◆ TASK REQUIREMENTS
Skip the pictures and repeat each line of the data exactly.

◆ RECORDED INFORMATION
○ ○ ○

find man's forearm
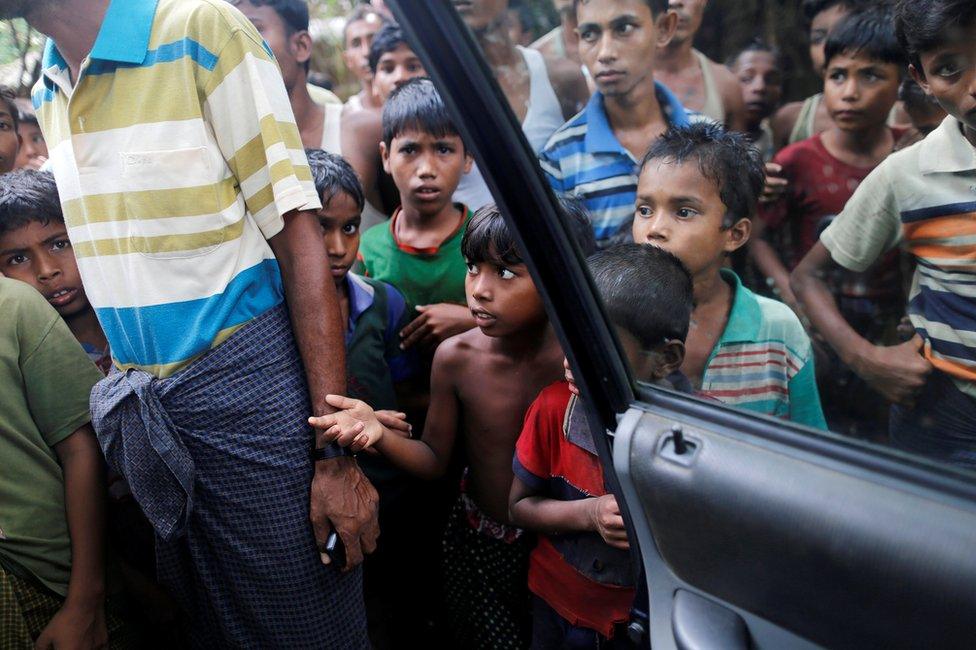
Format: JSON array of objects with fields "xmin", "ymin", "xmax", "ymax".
[
  {"xmin": 56, "ymin": 427, "xmax": 107, "ymax": 607},
  {"xmin": 270, "ymin": 210, "xmax": 347, "ymax": 437}
]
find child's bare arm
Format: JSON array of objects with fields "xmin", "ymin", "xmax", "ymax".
[
  {"xmin": 792, "ymin": 242, "xmax": 932, "ymax": 406},
  {"xmin": 37, "ymin": 424, "xmax": 108, "ymax": 649},
  {"xmin": 509, "ymin": 476, "xmax": 629, "ymax": 550}
]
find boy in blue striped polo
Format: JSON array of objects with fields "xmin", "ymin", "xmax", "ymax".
[
  {"xmin": 633, "ymin": 123, "xmax": 827, "ymax": 429},
  {"xmin": 792, "ymin": 0, "xmax": 976, "ymax": 466},
  {"xmin": 539, "ymin": 0, "xmax": 709, "ymax": 246}
]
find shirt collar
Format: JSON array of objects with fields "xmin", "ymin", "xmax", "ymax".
[
  {"xmin": 918, "ymin": 116, "xmax": 976, "ymax": 175},
  {"xmin": 583, "ymin": 82, "xmax": 691, "ymax": 156},
  {"xmin": 43, "ymin": 0, "xmax": 159, "ymax": 70},
  {"xmin": 345, "ymin": 273, "xmax": 376, "ymax": 328},
  {"xmin": 716, "ymin": 268, "xmax": 761, "ymax": 344}
]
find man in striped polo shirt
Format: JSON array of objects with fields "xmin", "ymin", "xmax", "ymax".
[
  {"xmin": 792, "ymin": 0, "xmax": 976, "ymax": 468},
  {"xmin": 538, "ymin": 0, "xmax": 708, "ymax": 245},
  {"xmin": 20, "ymin": 0, "xmax": 375, "ymax": 645}
]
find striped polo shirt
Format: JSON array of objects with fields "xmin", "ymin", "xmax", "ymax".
[
  {"xmin": 33, "ymin": 0, "xmax": 320, "ymax": 378},
  {"xmin": 821, "ymin": 116, "xmax": 976, "ymax": 399},
  {"xmin": 538, "ymin": 83, "xmax": 708, "ymax": 243},
  {"xmin": 700, "ymin": 270, "xmax": 827, "ymax": 430}
]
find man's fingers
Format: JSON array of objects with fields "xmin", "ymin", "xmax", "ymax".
[{"xmin": 340, "ymin": 531, "xmax": 365, "ymax": 571}]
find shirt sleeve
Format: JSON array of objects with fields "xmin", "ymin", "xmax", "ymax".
[
  {"xmin": 202, "ymin": 23, "xmax": 321, "ymax": 240},
  {"xmin": 383, "ymin": 283, "xmax": 417, "ymax": 383},
  {"xmin": 788, "ymin": 352, "xmax": 828, "ymax": 431},
  {"xmin": 819, "ymin": 160, "xmax": 901, "ymax": 273},
  {"xmin": 17, "ymin": 290, "xmax": 103, "ymax": 447},
  {"xmin": 513, "ymin": 388, "xmax": 564, "ymax": 492},
  {"xmin": 538, "ymin": 147, "xmax": 566, "ymax": 194}
]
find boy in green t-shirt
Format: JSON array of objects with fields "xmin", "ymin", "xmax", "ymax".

○ ○ ○

◆ SOLUTION FOR THIS TASK
find man's forearm
Format: JSON array of objects with fields "xmin", "ymin", "xmax", "ymax".
[
  {"xmin": 56, "ymin": 427, "xmax": 107, "ymax": 607},
  {"xmin": 270, "ymin": 210, "xmax": 347, "ymax": 437}
]
find child's bare arm
Format: JSON array of objects with fields "xmin", "ymin", "xmax", "ymax".
[
  {"xmin": 792, "ymin": 242, "xmax": 932, "ymax": 406},
  {"xmin": 37, "ymin": 424, "xmax": 108, "ymax": 649},
  {"xmin": 509, "ymin": 476, "xmax": 629, "ymax": 550}
]
find boy in blue striped polo
Format: JSON array of objects with fields "xmin", "ymin", "xmax", "ymax".
[
  {"xmin": 633, "ymin": 123, "xmax": 827, "ymax": 429},
  {"xmin": 792, "ymin": 0, "xmax": 976, "ymax": 466},
  {"xmin": 539, "ymin": 0, "xmax": 709, "ymax": 246}
]
find shirt collar
Format: JSON array of objects with fields "xmin", "ymin", "xmax", "ymax".
[
  {"xmin": 918, "ymin": 116, "xmax": 976, "ymax": 175},
  {"xmin": 583, "ymin": 82, "xmax": 691, "ymax": 156},
  {"xmin": 43, "ymin": 0, "xmax": 159, "ymax": 70},
  {"xmin": 345, "ymin": 273, "xmax": 376, "ymax": 328},
  {"xmin": 716, "ymin": 268, "xmax": 761, "ymax": 344}
]
find man in striped polo shirt
Format: JSON array of objects with fields "xmin", "ymin", "xmax", "ymax".
[
  {"xmin": 792, "ymin": 0, "xmax": 976, "ymax": 468},
  {"xmin": 538, "ymin": 0, "xmax": 708, "ymax": 245},
  {"xmin": 20, "ymin": 0, "xmax": 375, "ymax": 645}
]
find striped polo shirt
Format: JSON array of objects with fields "xmin", "ymin", "xmax", "ymax".
[
  {"xmin": 33, "ymin": 0, "xmax": 320, "ymax": 378},
  {"xmin": 821, "ymin": 116, "xmax": 976, "ymax": 399},
  {"xmin": 538, "ymin": 83, "xmax": 708, "ymax": 243},
  {"xmin": 700, "ymin": 270, "xmax": 827, "ymax": 430}
]
find man's fingers
Format: JSON array of objects with fields "xmin", "ymin", "xmax", "ymax".
[{"xmin": 340, "ymin": 531, "xmax": 365, "ymax": 571}]
find shirt sleeve
Format: JSON array of objects with fields "xmin", "ymin", "xmax", "ymax".
[
  {"xmin": 202, "ymin": 23, "xmax": 321, "ymax": 240},
  {"xmin": 383, "ymin": 283, "xmax": 417, "ymax": 383},
  {"xmin": 788, "ymin": 352, "xmax": 828, "ymax": 431},
  {"xmin": 819, "ymin": 160, "xmax": 901, "ymax": 273},
  {"xmin": 17, "ymin": 290, "xmax": 103, "ymax": 447},
  {"xmin": 513, "ymin": 388, "xmax": 564, "ymax": 492},
  {"xmin": 538, "ymin": 147, "xmax": 566, "ymax": 194}
]
find boy in green t-shirt
Format: JSON array of objects with fields "xmin", "ymin", "xmax", "ymax".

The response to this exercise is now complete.